● **Problem statement**:
Reproduce, word for word, the part of the passage on helping a teen manage ADHD that opens with the words containing "By taking the" and closes with "lessons, for example).".

ADHD affects all parts of a teenager's life. As a parent, your first goal should be to talk openly with your teen. Be supportive and accepting at all times. You can also enlist your child's pediatrician for help in discussing ADHD and its treatment.

By taking the following actions, you can help your teen manage ADHD:

  • Provide clear, consistent expectations, directions, and limits.
  • Set a daily schedule and keep distractions to a minimum.
  • Support activities where your teen can have personal success (sports, hobbies, or music lessons, for example).
  • Build your teen's self-esteem by affirming positive behavior.
  • Reward positive behavior.
  • Set consequences for bad behavior.
  • Help your teen with scheduling and organization.
  • Keep a structured routine for your family with the same wake-up time, mealtime, and bedtime.

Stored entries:
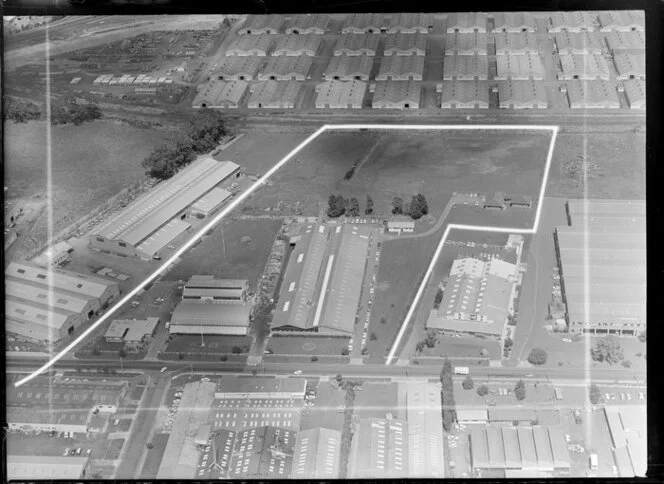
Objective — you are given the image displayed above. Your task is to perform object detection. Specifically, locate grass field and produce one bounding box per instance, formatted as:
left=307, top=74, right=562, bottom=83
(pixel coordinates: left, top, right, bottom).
left=164, top=220, right=281, bottom=288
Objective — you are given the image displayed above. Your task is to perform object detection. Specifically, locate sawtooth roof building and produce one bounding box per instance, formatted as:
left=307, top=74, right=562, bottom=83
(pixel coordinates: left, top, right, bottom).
left=226, top=35, right=275, bottom=57
left=192, top=80, right=249, bottom=109
left=426, top=257, right=517, bottom=338
left=323, top=55, right=374, bottom=81
left=286, top=14, right=330, bottom=35
left=376, top=55, right=424, bottom=81
left=558, top=54, right=609, bottom=81
left=555, top=200, right=646, bottom=336
left=291, top=427, right=341, bottom=479
left=211, top=56, right=263, bottom=81
left=623, top=79, right=646, bottom=109
left=443, top=55, right=489, bottom=81
left=315, top=79, right=367, bottom=109
left=441, top=80, right=489, bottom=109
left=5, top=262, right=120, bottom=342
left=387, top=13, right=433, bottom=34
left=334, top=34, right=379, bottom=55
left=341, top=13, right=387, bottom=34
left=272, top=34, right=322, bottom=57
left=599, top=10, right=646, bottom=32
left=498, top=80, right=548, bottom=109
left=494, top=32, right=539, bottom=55
left=238, top=15, right=286, bottom=35
left=258, top=55, right=313, bottom=81
left=447, top=12, right=488, bottom=34
left=247, top=81, right=302, bottom=109
left=88, top=157, right=240, bottom=259
left=495, top=54, right=546, bottom=81
left=445, top=32, right=488, bottom=56
left=383, top=32, right=427, bottom=55
left=613, top=54, right=646, bottom=81
left=493, top=12, right=536, bottom=34
left=371, top=80, right=422, bottom=109
left=567, top=79, right=620, bottom=109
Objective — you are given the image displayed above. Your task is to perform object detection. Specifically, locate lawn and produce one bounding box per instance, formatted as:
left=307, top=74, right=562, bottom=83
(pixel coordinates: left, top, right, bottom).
left=164, top=220, right=281, bottom=288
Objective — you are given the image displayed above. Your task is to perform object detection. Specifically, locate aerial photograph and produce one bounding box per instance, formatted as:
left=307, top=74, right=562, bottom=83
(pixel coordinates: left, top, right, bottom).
left=2, top=9, right=644, bottom=482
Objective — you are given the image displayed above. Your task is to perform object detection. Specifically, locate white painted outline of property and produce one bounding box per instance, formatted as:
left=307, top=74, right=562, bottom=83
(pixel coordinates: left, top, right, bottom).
left=14, top=124, right=558, bottom=387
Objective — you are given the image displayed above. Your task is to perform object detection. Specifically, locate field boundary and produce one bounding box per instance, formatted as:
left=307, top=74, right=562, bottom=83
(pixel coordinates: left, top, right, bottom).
left=14, top=124, right=559, bottom=387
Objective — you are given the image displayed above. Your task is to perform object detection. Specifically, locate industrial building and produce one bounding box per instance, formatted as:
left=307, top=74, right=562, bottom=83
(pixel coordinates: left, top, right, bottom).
left=334, top=34, right=379, bottom=55
left=494, top=32, right=539, bottom=55
left=315, top=79, right=367, bottom=109
left=272, top=34, right=322, bottom=57
left=498, top=80, right=548, bottom=109
left=387, top=13, right=433, bottom=34
left=89, top=158, right=240, bottom=259
left=445, top=32, right=488, bottom=56
left=548, top=11, right=596, bottom=33
left=426, top=257, right=517, bottom=338
left=226, top=35, right=275, bottom=57
left=495, top=54, right=546, bottom=81
left=558, top=54, right=609, bottom=81
left=104, top=318, right=159, bottom=345
left=623, top=79, right=646, bottom=109
left=383, top=32, right=427, bottom=55
left=469, top=425, right=571, bottom=478
left=238, top=15, right=285, bottom=35
left=567, top=79, right=620, bottom=109
left=286, top=13, right=330, bottom=35
left=271, top=225, right=370, bottom=336
left=247, top=81, right=302, bottom=109
left=440, top=80, right=489, bottom=109
left=376, top=55, right=424, bottom=81
left=157, top=381, right=216, bottom=480
left=348, top=418, right=410, bottom=479
left=599, top=10, right=646, bottom=32
left=405, top=382, right=445, bottom=479
left=555, top=200, right=646, bottom=336
left=553, top=30, right=605, bottom=55
left=447, top=12, right=488, bottom=34
left=323, top=55, right=374, bottom=81
left=613, top=53, right=646, bottom=81
left=210, top=55, right=263, bottom=81
left=5, top=262, right=120, bottom=342
left=192, top=80, right=249, bottom=109
left=493, top=12, right=536, bottom=34
left=341, top=13, right=387, bottom=34
left=258, top=55, right=313, bottom=81
left=371, top=80, right=422, bottom=109
left=443, top=55, right=489, bottom=81
left=291, top=427, right=341, bottom=479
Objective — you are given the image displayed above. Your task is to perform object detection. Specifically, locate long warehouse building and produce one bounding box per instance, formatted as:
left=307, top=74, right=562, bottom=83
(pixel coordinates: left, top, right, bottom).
left=89, top=157, right=240, bottom=259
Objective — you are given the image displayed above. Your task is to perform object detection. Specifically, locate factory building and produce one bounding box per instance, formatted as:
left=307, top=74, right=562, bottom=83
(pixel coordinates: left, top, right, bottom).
left=247, top=81, right=302, bottom=109
left=258, top=55, right=313, bottom=81
left=555, top=200, right=646, bottom=336
left=341, top=13, right=387, bottom=34
left=89, top=157, right=240, bottom=259
left=371, top=81, right=422, bottom=109
left=440, top=80, right=489, bottom=109
left=5, top=262, right=120, bottom=342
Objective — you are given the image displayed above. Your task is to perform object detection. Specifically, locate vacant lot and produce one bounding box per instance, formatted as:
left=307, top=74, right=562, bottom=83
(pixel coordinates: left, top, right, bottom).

● **Exercise output**:
By taking the following actions, you can help your teen manage ADHD:

  • Provide clear, consistent expectations, directions, and limits.
  • Set a daily schedule and keep distractions to a minimum.
  • Support activities where your teen can have personal success (sports, hobbies, or music lessons, for example).